**STATED PROBLEM:** Retype the following data line for line, without any changes, and omit the pictures from your answer.

— START EXCERPTED RECORDS —

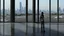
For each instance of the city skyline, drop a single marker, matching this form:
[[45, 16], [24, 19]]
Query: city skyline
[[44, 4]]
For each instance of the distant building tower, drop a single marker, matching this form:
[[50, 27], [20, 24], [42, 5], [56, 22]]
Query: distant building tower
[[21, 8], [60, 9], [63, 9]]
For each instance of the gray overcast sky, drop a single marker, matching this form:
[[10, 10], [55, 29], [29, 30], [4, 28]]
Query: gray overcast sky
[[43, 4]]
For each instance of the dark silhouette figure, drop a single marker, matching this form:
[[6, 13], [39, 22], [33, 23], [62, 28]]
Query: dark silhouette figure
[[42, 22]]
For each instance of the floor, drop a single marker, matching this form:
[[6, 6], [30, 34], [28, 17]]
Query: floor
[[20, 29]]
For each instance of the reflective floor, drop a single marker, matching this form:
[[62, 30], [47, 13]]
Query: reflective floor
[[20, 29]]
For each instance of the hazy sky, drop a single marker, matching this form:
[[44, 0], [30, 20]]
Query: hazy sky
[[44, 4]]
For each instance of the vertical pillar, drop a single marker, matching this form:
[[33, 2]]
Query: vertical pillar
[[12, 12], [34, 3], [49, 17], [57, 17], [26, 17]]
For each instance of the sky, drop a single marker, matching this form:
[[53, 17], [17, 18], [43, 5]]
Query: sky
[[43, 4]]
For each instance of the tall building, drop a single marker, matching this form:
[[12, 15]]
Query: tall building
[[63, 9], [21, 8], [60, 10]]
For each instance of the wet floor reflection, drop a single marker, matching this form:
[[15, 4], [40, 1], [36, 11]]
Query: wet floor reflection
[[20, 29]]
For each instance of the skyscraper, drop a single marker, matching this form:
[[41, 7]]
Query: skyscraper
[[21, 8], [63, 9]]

— END EXCERPTED RECORDS —

**ANSWER IN FULL:**
For each instance of the city skyline, drop a single marker, matching this form:
[[45, 16], [24, 19]]
Query: city skyline
[[44, 4]]
For each instance of the distant building tower, drop a single marker, matching this form:
[[50, 27], [20, 24], [42, 5], [56, 22]]
Query: distant building tower
[[21, 8], [60, 9], [63, 9]]
For each instance of the gray overcast sky, drop a single marker, matching this form:
[[10, 10], [55, 29], [29, 30], [4, 28]]
Query: gray overcast sky
[[43, 4]]
For each instance of the dark silhouette figure, drop a single marker, matching this form:
[[6, 13], [39, 22], [33, 23], [62, 28]]
Query: dark silhouette figure
[[42, 22]]
For each instance of the floor, drop a single marker, matching this form:
[[6, 6], [30, 34], [28, 17]]
Query: floor
[[20, 29]]
For each instance of the reflective floor, drop a single marker, matching this form:
[[62, 30], [47, 13]]
Query: reflective floor
[[20, 29]]
For each instance of the hazy sky, drop a single marker, matching this form:
[[44, 0], [30, 20]]
Query: hazy sky
[[44, 4]]
For each instance of the vertical pillar, drop a single marker, matching this form:
[[33, 2]]
Query: vertical pillar
[[12, 12], [34, 3], [49, 17], [57, 17], [26, 17]]
For each instance of the sky, drop a single marker, matching this form:
[[53, 17], [17, 18], [43, 5]]
Query: sky
[[43, 4]]
For each instance of the tall building, drop a single marker, matching this form:
[[12, 15]]
Query: tall building
[[63, 9], [21, 8], [60, 10]]
For each instance of the wet floor reflection, drop a single marker, matching this form:
[[15, 4], [40, 1], [36, 11]]
Query: wet floor reflection
[[20, 29]]
For each instance of the skyscraper, drop a single marker, matching this form:
[[41, 7]]
Query: skyscraper
[[21, 8], [63, 9]]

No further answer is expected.